• Document excerpt:
============================================================
[ovs-dev] [PATCH v6] dpif-netdev: Assign ports to pmds on non-local numa node.
Ilya Maximets
i.maximets at samsung.com
Mon Jun 26 13:48:52 UTC 2017
I don't like the implementation. The bunch of these all_numa_ids*
variables looks completely unreadable.
'all_numa_ids [64];' contains same numa_ids and will be overwritten
from the start if we have more than 64 PMD threads. => possible
broken logic and mapping of all the non-local ports to the same node.
Also, the main concern is that we already have all the required
information about NUMA nodes in 'rr_numa_list rr'. All we need is
to properly iterate over it.
How about something like this (not fully tested):
>------------------------------------------------------------------<
diff --git a/lib/dpif-netdev.c b/lib/dpif-netdev.c
index 4e29085..d17d7e4 100644
--- a/lib/dpif-netdev.c
+++ b/lib/dpif-netdev.c
@@ -3195,6 +3195,23 @@ rr_numa_list_lookup(struct rr_numa_list *rr, int numa_id)
============================================================
• Rows of labeled points:
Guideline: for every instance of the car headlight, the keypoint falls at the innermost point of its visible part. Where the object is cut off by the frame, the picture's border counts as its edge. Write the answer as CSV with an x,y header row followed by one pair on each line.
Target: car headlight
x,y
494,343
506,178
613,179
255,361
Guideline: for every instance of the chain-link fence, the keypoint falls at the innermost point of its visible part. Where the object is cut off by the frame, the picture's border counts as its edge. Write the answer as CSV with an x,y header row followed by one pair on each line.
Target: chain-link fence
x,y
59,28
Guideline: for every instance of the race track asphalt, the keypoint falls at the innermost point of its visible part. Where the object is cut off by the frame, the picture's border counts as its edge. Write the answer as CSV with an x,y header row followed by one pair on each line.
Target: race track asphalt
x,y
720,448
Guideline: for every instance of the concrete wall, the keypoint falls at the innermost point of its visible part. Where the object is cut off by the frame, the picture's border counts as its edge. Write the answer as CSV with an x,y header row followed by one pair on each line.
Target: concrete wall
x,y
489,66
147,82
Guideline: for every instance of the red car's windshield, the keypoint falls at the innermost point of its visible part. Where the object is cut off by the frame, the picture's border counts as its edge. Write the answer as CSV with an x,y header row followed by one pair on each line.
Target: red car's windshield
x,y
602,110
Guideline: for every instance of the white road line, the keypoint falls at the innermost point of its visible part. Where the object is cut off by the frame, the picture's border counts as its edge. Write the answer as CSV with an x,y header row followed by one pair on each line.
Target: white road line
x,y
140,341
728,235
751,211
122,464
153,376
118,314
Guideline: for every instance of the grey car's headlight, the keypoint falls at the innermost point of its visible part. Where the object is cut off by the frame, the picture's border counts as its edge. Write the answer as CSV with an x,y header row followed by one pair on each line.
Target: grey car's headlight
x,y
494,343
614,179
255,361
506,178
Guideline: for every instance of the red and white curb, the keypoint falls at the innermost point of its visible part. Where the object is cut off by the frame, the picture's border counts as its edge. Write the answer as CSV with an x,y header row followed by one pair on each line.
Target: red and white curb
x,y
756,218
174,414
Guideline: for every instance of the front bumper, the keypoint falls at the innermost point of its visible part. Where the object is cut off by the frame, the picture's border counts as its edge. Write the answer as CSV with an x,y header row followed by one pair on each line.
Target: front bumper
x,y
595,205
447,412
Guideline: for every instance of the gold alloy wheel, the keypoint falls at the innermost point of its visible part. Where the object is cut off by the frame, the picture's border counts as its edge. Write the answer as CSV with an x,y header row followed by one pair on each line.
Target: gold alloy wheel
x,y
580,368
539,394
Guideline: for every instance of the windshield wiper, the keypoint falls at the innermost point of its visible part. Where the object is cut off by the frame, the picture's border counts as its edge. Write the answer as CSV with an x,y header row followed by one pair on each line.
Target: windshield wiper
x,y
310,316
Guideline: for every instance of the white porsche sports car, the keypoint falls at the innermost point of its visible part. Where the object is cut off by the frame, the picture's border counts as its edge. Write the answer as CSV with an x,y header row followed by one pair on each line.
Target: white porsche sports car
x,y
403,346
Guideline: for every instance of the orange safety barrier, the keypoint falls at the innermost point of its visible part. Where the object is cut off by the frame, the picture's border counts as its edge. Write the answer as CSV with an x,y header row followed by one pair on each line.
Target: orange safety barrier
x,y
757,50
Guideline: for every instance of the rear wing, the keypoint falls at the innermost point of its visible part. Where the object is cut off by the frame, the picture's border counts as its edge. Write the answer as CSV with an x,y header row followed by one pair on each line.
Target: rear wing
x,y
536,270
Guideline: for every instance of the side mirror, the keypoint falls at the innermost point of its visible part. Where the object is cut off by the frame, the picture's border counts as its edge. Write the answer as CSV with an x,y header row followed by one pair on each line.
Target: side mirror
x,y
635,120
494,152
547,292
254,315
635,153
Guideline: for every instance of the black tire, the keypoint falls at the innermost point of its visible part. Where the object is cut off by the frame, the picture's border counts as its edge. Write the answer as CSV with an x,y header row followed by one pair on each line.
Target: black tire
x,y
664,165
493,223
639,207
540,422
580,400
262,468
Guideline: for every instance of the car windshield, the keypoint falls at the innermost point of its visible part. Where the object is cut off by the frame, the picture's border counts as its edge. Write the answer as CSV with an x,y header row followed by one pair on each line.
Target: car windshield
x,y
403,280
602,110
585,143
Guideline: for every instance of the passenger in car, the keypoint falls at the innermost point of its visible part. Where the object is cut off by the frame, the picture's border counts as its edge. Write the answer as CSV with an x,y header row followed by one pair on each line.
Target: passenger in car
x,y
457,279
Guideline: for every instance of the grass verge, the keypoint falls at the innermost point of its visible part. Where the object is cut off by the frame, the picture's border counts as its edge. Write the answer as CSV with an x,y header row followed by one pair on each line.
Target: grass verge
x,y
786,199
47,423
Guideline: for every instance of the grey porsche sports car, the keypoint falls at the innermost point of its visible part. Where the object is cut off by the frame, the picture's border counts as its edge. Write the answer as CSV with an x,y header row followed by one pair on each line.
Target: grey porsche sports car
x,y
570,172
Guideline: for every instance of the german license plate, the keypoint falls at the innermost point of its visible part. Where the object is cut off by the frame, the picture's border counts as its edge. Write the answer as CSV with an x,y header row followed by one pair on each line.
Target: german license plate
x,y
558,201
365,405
============================================================
• Stated exercise A:
Return each line in the rows that contains the word "alloy".
• Stated exercise B:
Pick up the dpif-netdev patch review at the top and keep writing it after its final line.

• Expected answer A:
Guideline: for every instance of the gold alloy wheel, the keypoint falls at the innermost point of its visible part. Where the object is cut off by the frame, the picture's border counts as its edge. Write the answer as CSV with an x,y header row followed by one pair on each line.
Target: gold alloy wheel

• Expected answer B:
return NULL;
}
+/* Returns next NUMA from rr list in round-robin fashion. Returns the first
+ * NUMA node if 'NULL' or the last node passed, and 'NULL' if list is empty. */
+static struct rr_numa *
+rr_numa_list_next(struct rr_numa_list *rr, const struct rr_numa *numa)
+{
+ struct hmap_node *node = NULL;
+
+ if (numa) {
+ node = hmap_next(&rr->numas, &numa->node);
+ }
+ if (!node) {
+ node = hmap_first(&rr->numas);
+ }
+
+ return (node) ? CONTAINER_OF(node, struct rr_numa, node) : NULL;
+}
+
static void
rr_numa_list_populate(struct dp_netdev *dp, struct rr_numa_list *rr)
{
@@ -3249,6 +3266,7 @@ rxq_scheduling(struct dp_netdev *dp, bool pinned) OVS_REQUIRES(dp->port_mutex)
{
struct dp_netdev_port *port;
struct rr_numa_list rr;
+ struct rr_numa *last_used_nonlocal_numa = NULL;
rr_numa_list_populate(dp, &rr);
@@ -3281,10 +3299,26 @@ rxq_scheduling(struct dp_netdev *dp, bool pinned) OVS_REQUIRES(dp->port_mutex)
}
} else if (!pinned && q->core_id == OVS_CORE_UNSPEC) {
if (!numa) {
- VLOG_WARN("There's no available (non isolated) pmd thread "
+ numa = rr_numa_list_next(&rr, last_used_nonlocal_numa);
+ if (!numa) {
+ VLOG_ERR("There is no available (non-isolated) pmd "
+ "thread for port \'%s\' queue %d. This queue "
+ "will not be polled. Is pmd-cpu-mask set to "
+ "zero? Or are all PMDs isolated to other "
+ "queues?", netdev_get_name(port->netdev),
+ qid);
+ continue;
+ }
+
+ q->pmd = rr_numa_get_pmd(numa);
+ VLOG_WARN("There's no available (non-isolated) pmd thread "
"on numa node %d. Queue %d on port \'%s\' will "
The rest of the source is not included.